■ Input records:
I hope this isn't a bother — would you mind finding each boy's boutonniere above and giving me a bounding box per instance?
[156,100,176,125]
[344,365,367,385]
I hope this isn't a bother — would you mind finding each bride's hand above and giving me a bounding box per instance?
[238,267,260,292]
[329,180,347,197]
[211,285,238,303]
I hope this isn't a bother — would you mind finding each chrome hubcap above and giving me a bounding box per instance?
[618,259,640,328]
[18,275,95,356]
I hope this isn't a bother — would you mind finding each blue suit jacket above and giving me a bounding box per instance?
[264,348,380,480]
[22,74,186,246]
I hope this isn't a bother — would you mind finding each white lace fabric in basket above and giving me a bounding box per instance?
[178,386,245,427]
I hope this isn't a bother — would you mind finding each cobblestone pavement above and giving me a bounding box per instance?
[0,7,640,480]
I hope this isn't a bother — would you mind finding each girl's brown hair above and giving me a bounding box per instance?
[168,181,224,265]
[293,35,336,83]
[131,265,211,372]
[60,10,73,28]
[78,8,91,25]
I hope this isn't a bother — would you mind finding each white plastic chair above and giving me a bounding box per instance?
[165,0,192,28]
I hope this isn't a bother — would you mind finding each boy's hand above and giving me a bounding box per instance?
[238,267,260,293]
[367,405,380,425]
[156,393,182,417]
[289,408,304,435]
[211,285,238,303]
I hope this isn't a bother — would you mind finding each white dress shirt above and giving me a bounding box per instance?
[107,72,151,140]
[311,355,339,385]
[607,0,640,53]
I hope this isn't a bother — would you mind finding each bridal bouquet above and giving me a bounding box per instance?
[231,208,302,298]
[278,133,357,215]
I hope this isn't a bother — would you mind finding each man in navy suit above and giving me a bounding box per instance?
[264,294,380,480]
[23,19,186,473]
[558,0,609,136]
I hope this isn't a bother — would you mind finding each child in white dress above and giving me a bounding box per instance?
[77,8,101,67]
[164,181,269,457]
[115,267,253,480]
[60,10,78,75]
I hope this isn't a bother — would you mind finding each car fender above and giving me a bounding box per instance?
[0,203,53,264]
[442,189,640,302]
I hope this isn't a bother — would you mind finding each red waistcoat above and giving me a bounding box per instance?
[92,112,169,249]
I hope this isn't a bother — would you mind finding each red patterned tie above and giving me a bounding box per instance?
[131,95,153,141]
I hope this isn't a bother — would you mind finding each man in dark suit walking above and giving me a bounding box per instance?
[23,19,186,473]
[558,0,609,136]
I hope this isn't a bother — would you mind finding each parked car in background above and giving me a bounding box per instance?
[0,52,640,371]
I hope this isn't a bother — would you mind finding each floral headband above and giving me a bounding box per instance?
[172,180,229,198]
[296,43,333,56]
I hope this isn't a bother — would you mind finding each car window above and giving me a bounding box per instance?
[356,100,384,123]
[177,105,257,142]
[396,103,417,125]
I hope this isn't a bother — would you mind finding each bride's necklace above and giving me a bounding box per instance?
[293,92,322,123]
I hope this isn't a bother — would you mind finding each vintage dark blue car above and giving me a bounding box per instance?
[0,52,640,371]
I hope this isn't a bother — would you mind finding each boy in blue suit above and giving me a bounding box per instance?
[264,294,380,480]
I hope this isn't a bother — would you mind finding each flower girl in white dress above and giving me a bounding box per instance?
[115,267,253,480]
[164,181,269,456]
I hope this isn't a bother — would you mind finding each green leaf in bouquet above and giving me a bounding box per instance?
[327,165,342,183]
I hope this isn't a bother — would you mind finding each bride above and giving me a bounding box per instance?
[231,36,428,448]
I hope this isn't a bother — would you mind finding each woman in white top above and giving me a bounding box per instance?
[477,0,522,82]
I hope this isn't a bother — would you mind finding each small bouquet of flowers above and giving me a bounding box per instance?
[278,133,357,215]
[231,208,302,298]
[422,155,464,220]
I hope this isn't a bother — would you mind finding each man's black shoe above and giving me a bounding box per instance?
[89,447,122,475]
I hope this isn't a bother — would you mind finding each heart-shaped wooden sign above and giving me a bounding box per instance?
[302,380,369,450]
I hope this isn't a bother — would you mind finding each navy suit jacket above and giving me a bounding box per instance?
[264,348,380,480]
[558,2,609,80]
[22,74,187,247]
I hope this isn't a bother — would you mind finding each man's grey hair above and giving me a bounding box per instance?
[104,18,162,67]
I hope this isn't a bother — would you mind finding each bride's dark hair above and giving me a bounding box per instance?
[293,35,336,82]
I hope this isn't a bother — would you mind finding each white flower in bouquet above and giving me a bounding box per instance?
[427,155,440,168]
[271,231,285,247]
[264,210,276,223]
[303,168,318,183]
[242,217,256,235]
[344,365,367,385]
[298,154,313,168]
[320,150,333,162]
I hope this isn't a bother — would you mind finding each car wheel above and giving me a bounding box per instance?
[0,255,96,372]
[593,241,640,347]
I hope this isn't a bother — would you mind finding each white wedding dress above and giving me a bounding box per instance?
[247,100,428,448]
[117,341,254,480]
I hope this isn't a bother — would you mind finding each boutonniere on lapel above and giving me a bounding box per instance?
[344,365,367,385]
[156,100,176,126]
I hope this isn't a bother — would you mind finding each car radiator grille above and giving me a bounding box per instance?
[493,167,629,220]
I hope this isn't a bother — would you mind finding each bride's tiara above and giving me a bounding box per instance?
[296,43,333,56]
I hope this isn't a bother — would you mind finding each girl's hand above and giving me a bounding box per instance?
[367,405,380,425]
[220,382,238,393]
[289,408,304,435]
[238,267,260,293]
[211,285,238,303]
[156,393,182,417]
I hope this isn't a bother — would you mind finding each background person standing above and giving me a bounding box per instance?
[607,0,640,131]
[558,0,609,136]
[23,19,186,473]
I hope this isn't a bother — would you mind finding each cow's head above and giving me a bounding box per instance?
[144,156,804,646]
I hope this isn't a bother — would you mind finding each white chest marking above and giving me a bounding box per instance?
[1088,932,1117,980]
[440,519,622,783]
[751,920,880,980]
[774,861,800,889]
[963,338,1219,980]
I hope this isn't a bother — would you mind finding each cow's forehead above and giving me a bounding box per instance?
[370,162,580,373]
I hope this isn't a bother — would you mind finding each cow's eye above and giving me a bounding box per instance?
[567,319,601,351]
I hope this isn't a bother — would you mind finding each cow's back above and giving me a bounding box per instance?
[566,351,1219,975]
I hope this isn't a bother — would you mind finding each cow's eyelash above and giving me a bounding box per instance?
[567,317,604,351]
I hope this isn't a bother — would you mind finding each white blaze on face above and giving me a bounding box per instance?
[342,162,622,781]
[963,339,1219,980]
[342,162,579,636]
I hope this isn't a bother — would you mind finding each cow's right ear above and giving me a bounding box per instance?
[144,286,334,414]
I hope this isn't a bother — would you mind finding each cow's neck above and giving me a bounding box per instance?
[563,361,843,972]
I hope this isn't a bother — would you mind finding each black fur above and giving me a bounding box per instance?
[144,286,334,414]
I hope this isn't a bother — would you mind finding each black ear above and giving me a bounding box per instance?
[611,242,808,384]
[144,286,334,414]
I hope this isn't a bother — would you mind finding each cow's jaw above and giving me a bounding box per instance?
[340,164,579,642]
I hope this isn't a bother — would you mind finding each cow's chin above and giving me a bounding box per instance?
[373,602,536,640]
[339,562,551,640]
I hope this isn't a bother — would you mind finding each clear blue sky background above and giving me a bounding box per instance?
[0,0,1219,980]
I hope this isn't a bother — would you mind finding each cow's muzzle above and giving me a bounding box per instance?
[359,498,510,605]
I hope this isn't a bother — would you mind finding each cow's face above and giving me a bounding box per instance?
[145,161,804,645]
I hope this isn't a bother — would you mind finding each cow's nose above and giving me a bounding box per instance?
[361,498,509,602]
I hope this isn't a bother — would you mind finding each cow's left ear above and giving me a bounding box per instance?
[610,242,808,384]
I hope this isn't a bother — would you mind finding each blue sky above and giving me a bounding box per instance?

■ Task directions: Reproduce the listing above in full, substituting "rectangle" for every occurrence of "bounding box" and changing nothing else.

■ Output:
I hope this isn't a bother — would you mind finding each boy's boutonniere above and giving me a rectangle per instance?
[156,100,176,125]
[344,365,367,385]
I hope this isn't a bother — would you mind finding each bride's hand above and giving me a rectangle per instance?
[238,267,260,292]
[329,180,347,197]
[211,285,238,303]
I hope this isn't a bother — would you mind finding each chrome hubcap above and giving me a rectangle per instance?
[618,259,640,328]
[18,275,95,356]
I hope this isn't a bother — would you mind finding each blue suit jacket above and giving me a rectangle per instance?
[264,348,380,480]
[22,74,186,246]
I hope this isn't a bother — would you mind finding each white lace fabric in basket above and giving me a rectangle per instance?
[178,386,245,427]
I hope this isn't a bother — would you mind finding each cobblestone pavement above and giving me a rectangle per instance?
[0,7,640,480]
I hope this isn't a bother — would you mind finding each girl's brown hair above and giving me a rectangle per instance?
[168,181,224,265]
[293,35,336,83]
[131,265,211,372]
[60,10,73,28]
[78,8,91,25]
I hope this isn't a bother — would you mind finding each white plastic chair above and giving me a rectangle per instance?
[165,0,192,28]
I hope this isn't a bother — would you mind finding each boy's hand above and giving me a rectangle per instance?
[238,267,260,293]
[367,405,380,425]
[156,393,182,417]
[289,408,304,435]
[211,285,238,303]
I hope this isn't a bother — would you mind finding each white dress shirt above and giving me a rectangle per instance?
[107,72,151,140]
[311,355,339,385]
[607,0,640,53]
I hope this isn't a bother — would you mind finding each bridal bouquet above and giving me a rectangle per instance?
[231,208,302,298]
[278,133,357,215]
I hope this isn't a bother — would you mind finding each man in navy suit above and giving me a rectangle per instance?
[264,294,380,480]
[23,19,186,473]
[558,0,609,136]
I hope this isn't a bother — would you mind finding each child in white dress above and giving me a rectangle per instance?
[77,8,101,67]
[164,181,269,457]
[115,267,253,480]
[60,10,78,75]
I hope this isn't a bother — would you mind finding each car fender above and giving me a rectangle per instance?
[0,203,53,264]
[442,189,640,302]
I hope this isn't a bother — would you mind finding each red waistcoat above and giving me a rectangle per instance?
[92,112,169,249]
I hope this isn't a bother — would you mind finding each red patterned tie above and giving me a rectangle per instance?
[131,95,153,141]
I hope this isn't a bother — would you mind finding each man in dark suit walking above and giving me a rectangle per instance?
[23,19,186,473]
[558,0,609,136]
I hope this isn't a bother — would you mind finding each parked car in background above and giving me a rectangle per instance?
[0,52,640,371]
I hope this isn't a bother — would you mind finding each floral headband above and giving me a rectangle per instance?
[172,180,229,198]
[296,43,333,56]
I hope this isn't a bother — would you mind finding each car window above and giving me a rectangle per instance?
[356,100,384,123]
[177,105,257,142]
[396,103,417,125]
I hope this isn't a bother — would you mind finding each bride's necklace above and giving me a rectangle per instance?
[293,92,322,123]
I hope this isn't a bother — would you mind finding each vintage dark blue car above and giving me a rectangle per instance?
[0,52,640,371]
I hope this isn't a bother — would you mind finding each boy in blue suit above and giving me a rectangle per instance?
[264,294,380,480]
I hope this isn't a bother — would you mind finding each flower girl in white dress above and giving me a rectangle per instance?
[115,267,253,480]
[164,181,269,456]
I hope this isn't a bother — would you mind finding each green leaf in bouquet above and giving me a rectangle per instance?
[327,165,342,183]
I hope this isn't a bother — would you mind finding each bride above and giving me a rectangle per instance?
[231,36,428,448]
I hope this isn't a bother — would you mind finding each woman in white top above and giving me a rectangle per instance?
[477,0,522,82]
I hope this isn't a bother — would you mind finding each small bouquet of flowers above and giving me a rectangle per instance?
[278,133,357,215]
[231,208,302,298]
[422,155,464,220]
I hope this isn't a bother — would you mind finding each man's black shoe above and giving me a rectangle per instance?
[89,447,122,475]
I hope this isn't a bother — would you mind finding each heart-shaped wooden sign above and giving me a rectangle per instance?
[302,380,369,450]
I hope this isn't a bother — would you mind finding each navy suit jacket above and giving me a rectangle per instance?
[264,348,380,480]
[558,2,609,80]
[22,74,187,247]
I hope this isn't a bother — would you mind finding each man's grey hair above and giving me a rectangle per instance?
[104,18,162,67]
I hope this isn't a bother — would you mind finding each bride's dark hair above and giving me a rectangle per instance?
[293,35,336,82]
I hope this isn't a bother — would you mind finding each white flower in bouquet above and giving me a rectangle per instance?
[427,155,440,168]
[271,231,285,247]
[264,210,276,223]
[303,168,318,183]
[242,217,256,235]
[344,365,367,385]
[298,154,313,168]
[320,150,333,162]
I hope this isn't a bother — would you mind finding each car wheel above and giving me a rectangle per instance?
[0,255,96,372]
[593,241,640,347]
I hope this isn't a bother — would you mind finding each white wedding dress above and giving me a rectangle per instance?
[247,100,428,448]
[117,341,254,480]
I hope this isn't a bother — would you mind finding each boutonniere on lapel above and giving me a rectangle per instance?
[344,365,367,385]
[156,100,176,126]
I hope this isn't a bother — would you mind finding each car radiator grille above and giving me a rectangle per instance?
[493,167,629,220]
I hope this isn't a bother — would you mind finding each bride's tiara above and giving me a rectangle per instance?
[296,43,333,56]
I hope this isn't a bother — would you mind finding each girl's hand above and giving me a rectangle per instance?
[367,405,380,425]
[220,382,238,393]
[289,408,304,435]
[238,267,260,293]
[211,285,238,303]
[156,393,182,417]
I hope this isn't a bother — would you mind finding each background person standing above and giving me a rectangle per instance?
[607,0,640,131]
[558,0,609,136]
[23,19,186,473]
I hope this isn't a bother — would you mind finding each cow's head above and giving me a rectangle per instance?
[144,156,804,646]
I hope this isn't a bother — would you mind finding each white chest marking above and giving me a rectangle per instance?
[1088,932,1117,980]
[440,519,622,783]
[751,920,880,980]
[774,861,800,889]
[963,338,1219,980]
I hope this isn't a bother — would you mind finding each cow's forehead above and giving me a rectangle per instance?
[370,162,580,373]
I hope this isn't a bother — would you mind finding each cow's eye above and giving me a rectangle per instance?
[567,319,601,351]
I hope this isn't a bother — would you mind finding each cow's back above and giving me a rectangle per instance?
[566,351,1219,975]
I hope this isn't a bother — would you mind finding each cow's eyelash above and giving me a rectangle per instance?
[567,317,604,351]
I hope this isn't a bother — would you mind finding each white blaze on face above and giving me a rectangle per instance?
[342,162,622,781]
[963,339,1219,980]
[342,162,579,636]
I hope this isn't a bother — would you mind finding each cow's right ear above and giving me a rectangle per instance?
[144,286,334,414]
I hope this isn't a bother — would you mind finding each cow's neck above and giving me a rectangle per instance?
[563,361,843,972]
I hope this isn't a bother — would you mind finding each black fur above and giving me a rectangle per instance?
[144,286,334,414]
I hope this isn't a bother — would you mind finding each black ear above and giving me a rectangle per instance?
[611,242,808,384]
[144,286,334,414]
I hope this isn't a bother — would you mind finding each cow's jaw above and giving me a rectangle per instance?
[340,164,579,642]
I hope this isn't a bother — would you mind finding each cow's chin above and giving me a rectangle per instance?
[373,602,536,640]
[339,562,551,640]
I hope this isn't a bother — would you mind finding each clear blue sky background above and giving me a rectangle per instance?
[0,0,1219,980]
I hope this isn't a bother — would you mind finding each cow's muzzle above and giving me a rectangle per instance?
[359,498,510,605]
I hope this isn't a bother — would you mind finding each cow's face above and giving me a rectangle per instance?
[145,161,804,645]
I hope this isn't a bother — would you mind finding each cow's nose above and giving me a rectangle per instance?
[361,498,509,602]
I hope this isn't a bother — would you mind finding each cow's left ear above and giving me a rectangle per instance?
[610,242,808,384]
I hope this isn't a bother — would you mind finding each blue sky above and giving me a rectangle per instance?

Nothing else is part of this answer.